**Record excerpts:**
↓

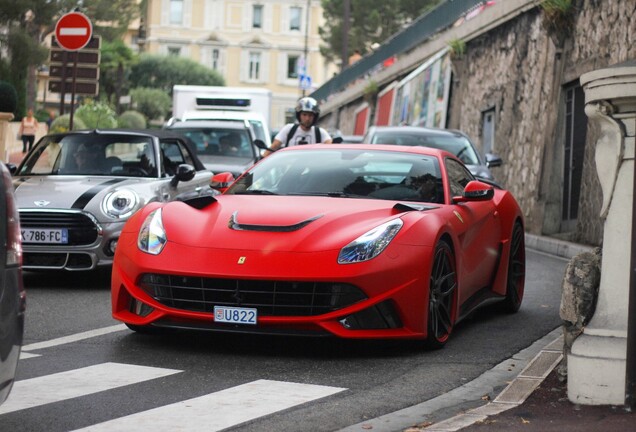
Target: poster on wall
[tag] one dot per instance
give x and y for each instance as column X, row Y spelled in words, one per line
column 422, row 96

↑
↓

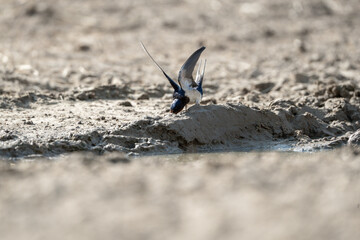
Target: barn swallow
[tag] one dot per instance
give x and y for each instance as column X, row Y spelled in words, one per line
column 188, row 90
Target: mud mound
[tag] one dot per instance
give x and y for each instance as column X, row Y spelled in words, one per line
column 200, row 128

↑

**Task to complete:** Report the lines above that contain "Target".

**Exercise response:**
Target: poster on wall
Target: barn swallow
Target: mud mound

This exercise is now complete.